_ROWS:_
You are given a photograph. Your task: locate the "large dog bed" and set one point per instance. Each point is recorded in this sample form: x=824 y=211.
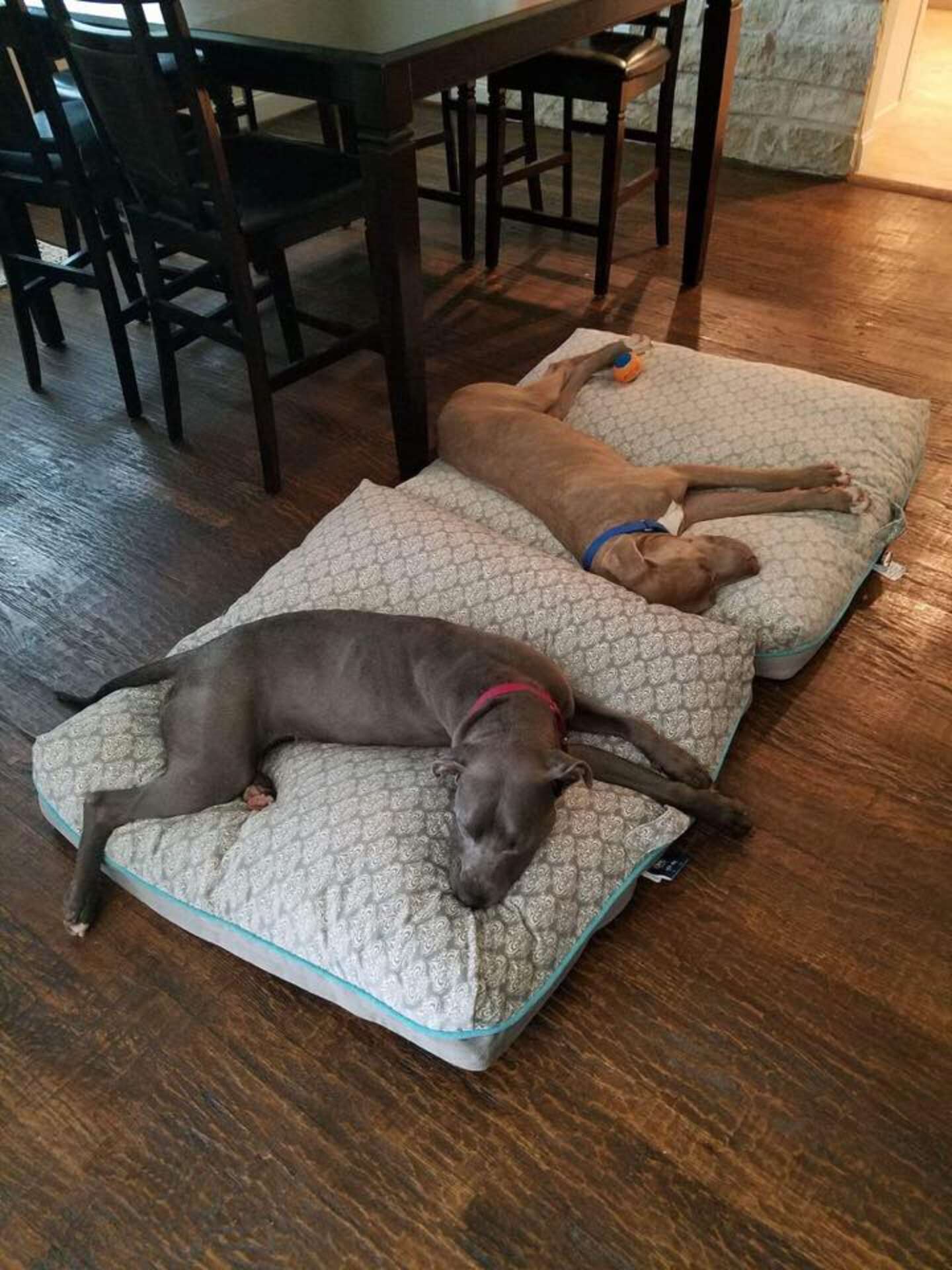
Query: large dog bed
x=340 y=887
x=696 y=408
---
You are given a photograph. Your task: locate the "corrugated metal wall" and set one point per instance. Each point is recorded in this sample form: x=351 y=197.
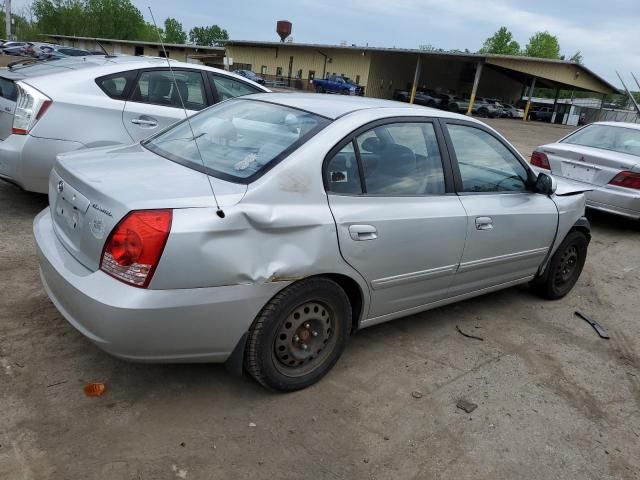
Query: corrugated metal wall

_GOAL:_
Rewrite the rows from the line with "form: x=824 y=211." to the line with "x=696 y=408", changing "large dog bed" to "orthopedic dog bed" and keeping everything else the same. Leave the pictures out of your answer.

_WRITTEN RESPONSE:_
You are given a photograph. Your task: locate the "orthopedic dog bed" and set one point per instance. Each point is recorded in this sample form: x=824 y=211.
Query: orthopedic dog bed
x=340 y=887
x=696 y=408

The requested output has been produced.